How To Automate Prompt Engineering With Opro
In the past few years prompt engineering has emerged as a critical technique for optimizing the performance of large language models (LLMs).
For example, CoT with a help of reasoning models (e.g., DeepSeek) in a manual setting has proven to be a default approach to prompt engineering. Since a manual approach can consume a significant amount of engineer’s time, this sets the stage for introducing the Optimization by PROmpting (OPRO) approach.
The OPRO method leverages LLMs as optimizers, with their code being publicly available: google-deepmind/opro. OPRO authors claim that it is feasible to achieve improvements in hard prompts for various tasks, including BIG Bench Hard which is a diverse evaluation suites. That makes OPRO appealing to try for any use case that requires a manual prompt engineering.
Here is the diagram that represents how OPRO is operating throughout training:
In order to specify OPRO for one’s task, it is required to define the following parts:
- Training corpora. Task-specific data. For example, for text generation problems such as machine translation, summarization or paraphrasing, it is a set of aligned pairs between sources and references.

Provided material
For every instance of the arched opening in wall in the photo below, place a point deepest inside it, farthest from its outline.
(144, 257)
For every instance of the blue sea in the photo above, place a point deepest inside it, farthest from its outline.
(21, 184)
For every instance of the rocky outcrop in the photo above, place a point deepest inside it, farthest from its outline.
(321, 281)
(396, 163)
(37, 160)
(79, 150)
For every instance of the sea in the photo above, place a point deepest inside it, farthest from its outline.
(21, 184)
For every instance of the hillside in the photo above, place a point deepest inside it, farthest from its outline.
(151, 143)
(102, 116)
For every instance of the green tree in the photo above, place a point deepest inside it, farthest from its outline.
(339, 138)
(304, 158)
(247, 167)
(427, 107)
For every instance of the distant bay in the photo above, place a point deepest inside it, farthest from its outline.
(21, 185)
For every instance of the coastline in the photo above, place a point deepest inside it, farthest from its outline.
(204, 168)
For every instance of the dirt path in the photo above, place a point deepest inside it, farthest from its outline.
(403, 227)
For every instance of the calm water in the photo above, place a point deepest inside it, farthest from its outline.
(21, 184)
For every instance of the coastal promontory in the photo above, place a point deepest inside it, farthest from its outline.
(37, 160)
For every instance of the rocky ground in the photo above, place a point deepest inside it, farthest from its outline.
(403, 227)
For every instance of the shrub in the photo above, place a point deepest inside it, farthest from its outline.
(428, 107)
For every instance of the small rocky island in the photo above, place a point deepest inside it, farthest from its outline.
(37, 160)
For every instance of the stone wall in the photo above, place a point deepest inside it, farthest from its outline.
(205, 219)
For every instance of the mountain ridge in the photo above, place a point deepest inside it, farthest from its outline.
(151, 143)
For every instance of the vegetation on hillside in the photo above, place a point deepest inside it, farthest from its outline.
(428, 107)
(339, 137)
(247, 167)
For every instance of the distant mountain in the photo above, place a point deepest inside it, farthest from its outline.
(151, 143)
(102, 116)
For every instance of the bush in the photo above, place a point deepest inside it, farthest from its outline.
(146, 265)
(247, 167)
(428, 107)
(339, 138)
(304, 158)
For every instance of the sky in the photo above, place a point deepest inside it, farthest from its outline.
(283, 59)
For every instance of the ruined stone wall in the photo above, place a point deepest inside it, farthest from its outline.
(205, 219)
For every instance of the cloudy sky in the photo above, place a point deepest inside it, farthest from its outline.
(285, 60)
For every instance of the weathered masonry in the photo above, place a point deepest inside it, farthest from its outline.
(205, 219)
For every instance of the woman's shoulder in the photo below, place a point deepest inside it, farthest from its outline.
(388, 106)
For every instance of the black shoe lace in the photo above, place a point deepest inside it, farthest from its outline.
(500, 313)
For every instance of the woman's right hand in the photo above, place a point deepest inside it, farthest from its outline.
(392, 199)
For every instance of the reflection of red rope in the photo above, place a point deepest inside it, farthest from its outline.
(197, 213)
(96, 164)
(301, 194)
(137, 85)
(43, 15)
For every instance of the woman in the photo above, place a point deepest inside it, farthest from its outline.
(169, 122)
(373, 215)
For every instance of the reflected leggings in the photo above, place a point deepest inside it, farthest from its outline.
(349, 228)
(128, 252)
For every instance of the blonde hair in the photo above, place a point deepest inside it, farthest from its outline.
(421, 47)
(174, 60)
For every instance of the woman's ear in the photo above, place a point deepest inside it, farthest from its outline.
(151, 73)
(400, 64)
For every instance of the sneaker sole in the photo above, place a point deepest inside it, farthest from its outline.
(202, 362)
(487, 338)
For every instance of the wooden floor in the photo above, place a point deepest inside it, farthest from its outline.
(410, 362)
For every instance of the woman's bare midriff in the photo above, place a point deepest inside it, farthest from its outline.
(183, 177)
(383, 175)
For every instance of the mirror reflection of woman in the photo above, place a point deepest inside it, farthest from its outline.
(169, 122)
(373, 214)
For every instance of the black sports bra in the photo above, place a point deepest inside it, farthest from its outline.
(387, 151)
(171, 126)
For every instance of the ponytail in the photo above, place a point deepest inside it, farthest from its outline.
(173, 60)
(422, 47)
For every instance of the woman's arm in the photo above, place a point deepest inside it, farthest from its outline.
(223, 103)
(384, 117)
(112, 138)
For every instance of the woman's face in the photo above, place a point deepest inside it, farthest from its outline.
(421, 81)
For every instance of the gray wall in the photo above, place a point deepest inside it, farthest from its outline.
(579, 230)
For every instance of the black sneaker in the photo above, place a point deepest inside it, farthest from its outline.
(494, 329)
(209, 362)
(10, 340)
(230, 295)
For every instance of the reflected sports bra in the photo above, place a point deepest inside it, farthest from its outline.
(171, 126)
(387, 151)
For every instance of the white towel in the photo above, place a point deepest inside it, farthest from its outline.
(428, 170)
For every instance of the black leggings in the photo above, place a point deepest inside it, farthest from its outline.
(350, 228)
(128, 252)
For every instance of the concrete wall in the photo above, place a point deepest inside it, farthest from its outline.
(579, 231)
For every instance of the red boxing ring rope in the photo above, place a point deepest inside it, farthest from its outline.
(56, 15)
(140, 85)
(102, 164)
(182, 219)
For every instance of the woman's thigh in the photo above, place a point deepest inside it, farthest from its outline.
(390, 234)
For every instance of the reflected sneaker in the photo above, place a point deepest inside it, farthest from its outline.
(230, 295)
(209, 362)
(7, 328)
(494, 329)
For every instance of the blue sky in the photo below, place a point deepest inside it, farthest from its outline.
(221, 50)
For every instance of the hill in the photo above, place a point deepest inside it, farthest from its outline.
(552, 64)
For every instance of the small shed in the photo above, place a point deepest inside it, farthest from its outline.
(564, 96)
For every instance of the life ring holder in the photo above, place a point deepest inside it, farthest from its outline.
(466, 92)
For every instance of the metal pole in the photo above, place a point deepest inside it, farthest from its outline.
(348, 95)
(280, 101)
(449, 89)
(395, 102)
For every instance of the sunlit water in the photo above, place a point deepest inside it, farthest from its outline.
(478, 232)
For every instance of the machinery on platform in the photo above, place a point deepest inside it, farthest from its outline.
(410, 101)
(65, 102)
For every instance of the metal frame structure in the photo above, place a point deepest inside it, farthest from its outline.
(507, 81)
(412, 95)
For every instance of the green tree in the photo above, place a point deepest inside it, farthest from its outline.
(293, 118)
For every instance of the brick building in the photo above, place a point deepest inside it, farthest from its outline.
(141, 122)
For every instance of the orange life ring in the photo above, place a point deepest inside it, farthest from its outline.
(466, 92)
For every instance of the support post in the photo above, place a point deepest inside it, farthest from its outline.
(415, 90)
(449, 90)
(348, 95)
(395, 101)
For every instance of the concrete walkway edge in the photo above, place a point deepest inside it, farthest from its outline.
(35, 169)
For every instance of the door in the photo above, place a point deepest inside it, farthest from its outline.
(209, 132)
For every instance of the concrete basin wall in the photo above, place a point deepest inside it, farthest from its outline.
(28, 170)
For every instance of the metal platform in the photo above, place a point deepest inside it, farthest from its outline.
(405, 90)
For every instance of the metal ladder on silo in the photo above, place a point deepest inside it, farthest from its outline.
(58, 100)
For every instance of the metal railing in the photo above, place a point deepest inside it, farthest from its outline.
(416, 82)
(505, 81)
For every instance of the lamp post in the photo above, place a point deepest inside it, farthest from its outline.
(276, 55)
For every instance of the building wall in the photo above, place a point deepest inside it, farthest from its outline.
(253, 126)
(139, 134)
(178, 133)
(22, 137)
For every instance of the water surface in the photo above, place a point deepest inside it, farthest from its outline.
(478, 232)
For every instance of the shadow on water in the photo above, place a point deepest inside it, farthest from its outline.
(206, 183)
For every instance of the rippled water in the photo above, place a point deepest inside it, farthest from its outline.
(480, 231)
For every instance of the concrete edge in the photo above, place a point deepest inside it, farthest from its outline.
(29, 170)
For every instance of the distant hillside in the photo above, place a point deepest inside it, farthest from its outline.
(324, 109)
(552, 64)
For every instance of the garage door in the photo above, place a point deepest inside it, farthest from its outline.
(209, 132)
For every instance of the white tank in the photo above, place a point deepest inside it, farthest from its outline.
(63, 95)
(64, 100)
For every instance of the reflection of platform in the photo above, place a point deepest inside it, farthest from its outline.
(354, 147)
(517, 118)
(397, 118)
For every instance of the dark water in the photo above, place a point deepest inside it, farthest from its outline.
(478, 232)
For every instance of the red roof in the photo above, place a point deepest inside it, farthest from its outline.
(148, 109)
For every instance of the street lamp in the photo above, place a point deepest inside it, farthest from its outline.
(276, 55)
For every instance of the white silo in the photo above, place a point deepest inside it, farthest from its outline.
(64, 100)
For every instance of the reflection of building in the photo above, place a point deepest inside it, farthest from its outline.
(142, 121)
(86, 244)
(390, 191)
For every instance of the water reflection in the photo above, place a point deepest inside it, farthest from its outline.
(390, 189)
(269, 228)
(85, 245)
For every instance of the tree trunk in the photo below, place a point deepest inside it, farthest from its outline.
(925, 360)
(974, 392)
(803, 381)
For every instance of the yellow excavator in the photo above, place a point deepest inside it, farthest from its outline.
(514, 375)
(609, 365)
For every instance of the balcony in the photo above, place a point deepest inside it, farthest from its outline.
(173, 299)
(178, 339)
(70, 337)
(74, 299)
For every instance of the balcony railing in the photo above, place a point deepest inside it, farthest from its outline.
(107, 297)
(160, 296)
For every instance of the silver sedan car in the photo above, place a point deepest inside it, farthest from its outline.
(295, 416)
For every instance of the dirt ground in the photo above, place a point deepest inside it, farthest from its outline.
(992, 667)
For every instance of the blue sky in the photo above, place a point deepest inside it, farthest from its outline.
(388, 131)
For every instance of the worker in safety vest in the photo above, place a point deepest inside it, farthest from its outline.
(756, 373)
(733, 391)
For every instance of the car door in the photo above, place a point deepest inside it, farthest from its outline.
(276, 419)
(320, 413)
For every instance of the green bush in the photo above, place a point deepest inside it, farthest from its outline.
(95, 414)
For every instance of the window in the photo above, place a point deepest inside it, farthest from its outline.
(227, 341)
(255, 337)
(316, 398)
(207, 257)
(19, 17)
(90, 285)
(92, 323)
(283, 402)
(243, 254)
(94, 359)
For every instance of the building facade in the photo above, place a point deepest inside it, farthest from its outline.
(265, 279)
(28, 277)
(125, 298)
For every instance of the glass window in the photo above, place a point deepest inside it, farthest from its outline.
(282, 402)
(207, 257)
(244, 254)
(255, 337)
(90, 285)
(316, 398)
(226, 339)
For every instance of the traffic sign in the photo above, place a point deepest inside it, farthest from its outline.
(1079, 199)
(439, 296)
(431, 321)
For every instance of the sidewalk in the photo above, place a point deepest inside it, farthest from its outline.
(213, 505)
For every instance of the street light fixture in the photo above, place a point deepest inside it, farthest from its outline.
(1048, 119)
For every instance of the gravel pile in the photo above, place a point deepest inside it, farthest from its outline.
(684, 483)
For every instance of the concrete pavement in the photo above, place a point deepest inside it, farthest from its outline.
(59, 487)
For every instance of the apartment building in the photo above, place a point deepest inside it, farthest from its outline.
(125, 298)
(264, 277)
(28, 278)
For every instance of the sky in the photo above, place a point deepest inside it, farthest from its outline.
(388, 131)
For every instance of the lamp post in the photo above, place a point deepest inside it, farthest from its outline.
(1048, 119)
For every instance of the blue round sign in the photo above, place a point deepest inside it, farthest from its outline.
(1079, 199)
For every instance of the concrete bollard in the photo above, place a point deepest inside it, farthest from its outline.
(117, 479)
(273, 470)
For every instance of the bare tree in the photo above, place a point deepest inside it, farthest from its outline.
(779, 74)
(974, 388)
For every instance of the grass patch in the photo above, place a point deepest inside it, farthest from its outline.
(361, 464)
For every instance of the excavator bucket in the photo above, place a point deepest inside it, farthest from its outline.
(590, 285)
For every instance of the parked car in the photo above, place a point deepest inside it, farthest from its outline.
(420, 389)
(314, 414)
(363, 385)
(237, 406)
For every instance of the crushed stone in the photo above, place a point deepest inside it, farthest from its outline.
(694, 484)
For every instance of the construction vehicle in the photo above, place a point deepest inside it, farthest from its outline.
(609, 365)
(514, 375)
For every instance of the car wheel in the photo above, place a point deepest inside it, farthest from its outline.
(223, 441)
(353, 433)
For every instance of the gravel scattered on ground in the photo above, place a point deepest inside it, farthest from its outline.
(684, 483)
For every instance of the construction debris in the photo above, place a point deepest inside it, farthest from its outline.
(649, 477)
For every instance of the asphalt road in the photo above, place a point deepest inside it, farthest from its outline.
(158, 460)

Exercise requirements
1. Return the part of the OPRO page between "How To Automate" and "PROmpting (OPRO) approach.", inclusive.
2. Answer these from the OPRO page:
(a) What does the name OPRO stand for?
(b) Where is the OPRO code publicly available?
(c) For text generation problems, what makes up the training corpora?
You can ignore the entries.

Activity answers
1.
How To Automate Prompt Engineering With Opro
In the past few years prompt engineering has emerged as a critical technique for optimizing the performance of large language models (LLMs).
For example, CoT with a help of reasoning models (e.g., DeepSeek) in a manual setting has proven to be a default approach to prompt engineering. Since a manual approach can consume a significant amount of engineer’s time, this sets the stage for introducing the Optimization by PROmpting (OPRO) approach.

2.
(a) Optimization by PROmpting
(b) google-deepmind/opro
(c) A set of aligned pairs between sources and references